Goal: Reproduce each of the following records line for line, unchanged.

The input:
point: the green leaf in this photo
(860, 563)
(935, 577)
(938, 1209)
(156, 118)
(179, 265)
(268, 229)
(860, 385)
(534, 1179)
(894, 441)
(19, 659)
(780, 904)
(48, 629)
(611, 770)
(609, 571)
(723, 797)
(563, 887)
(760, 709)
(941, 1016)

Correct answer:
point: the green leaf in this photo
(860, 563)
(935, 577)
(938, 1209)
(156, 118)
(179, 265)
(268, 229)
(860, 385)
(534, 1179)
(894, 441)
(19, 659)
(780, 904)
(48, 629)
(611, 770)
(609, 571)
(723, 797)
(563, 887)
(760, 709)
(941, 1016)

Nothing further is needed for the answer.